:: Exercise tasks ::
1/ From the bulleted list in the summer-vacation post, list every activity the writer reports from the 12 days since the last post.
2/ Write out the passage of the summer-vacation post from "It’s the first" up to and including "so don’t ask).", keeping every word and mark unchanged.

It’s the first day after Labor Day, a time when kids are expected to stand up and read essays about what they did on their summer vacation. I’ll stay seated, if you don’t mind, but here’s how I spent the 12 days since my last post:

  • I broke my toe (doing something stupid, so don’t ask).
  • I took a 5-day spinning class at Sievers (it was wonderful — I’ll tell you more next time).
  • I made pretzels for the first time, for a Labor Day potluck (and they were a definite hit).
  • Bill and I “hosted” a two-stage rocket launch in the back 40. It was so much fun, we invited everybody back next summer for a catapult toss (note to self — get catapult-building on the calendar).
  • And we picked tomatoes in the dark, because there was a chance of frost.

While we were busy celebrating the long holiday weekend and the change of seasons, Spoonflower was busy printing and shipping my digital fabric order. I ordered swatches in a hurry on the last day of my parents’ 10-day visit and was too busy to think about them again until they arrived in today’s mail.

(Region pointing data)
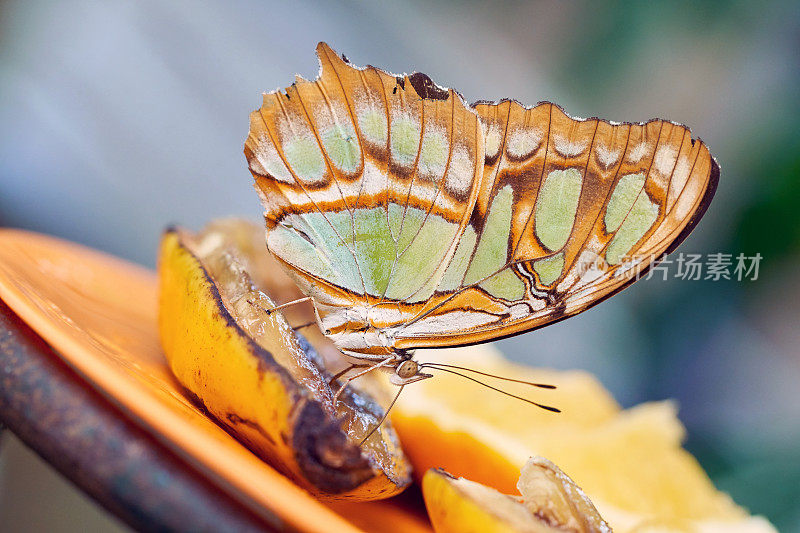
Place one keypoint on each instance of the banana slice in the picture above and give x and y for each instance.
(258, 378)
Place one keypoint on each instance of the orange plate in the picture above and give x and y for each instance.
(99, 313)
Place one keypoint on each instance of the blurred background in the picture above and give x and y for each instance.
(118, 118)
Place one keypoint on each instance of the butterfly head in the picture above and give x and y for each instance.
(407, 370)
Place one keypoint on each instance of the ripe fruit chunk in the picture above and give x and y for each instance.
(549, 502)
(257, 377)
(630, 462)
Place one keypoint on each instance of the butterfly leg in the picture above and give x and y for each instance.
(288, 304)
(347, 381)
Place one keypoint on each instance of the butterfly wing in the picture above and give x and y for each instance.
(568, 212)
(397, 207)
(368, 181)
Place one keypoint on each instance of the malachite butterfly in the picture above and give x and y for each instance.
(414, 220)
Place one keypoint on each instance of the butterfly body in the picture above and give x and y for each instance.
(413, 220)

:: Your responses ::
1/
- Broke a toe.
- Took a 5-day spinning class at Sievers.
- Made pretzels for the first time, for a Labor Day potluck.
- Hosted a two-stage rocket launch in the back 40 with Bill.
- Picked tomatoes in the dark because of a chance of frost.

2/
It’s the first day after Labor Day, a time when kids are expected to stand up and read essays about what they did on their summer vacation. I’ll stay seated, if you don’t mind, but here’s how I spent the 12 days since my last post:

  • I broke my toe (doing something stupid, so don’t ask).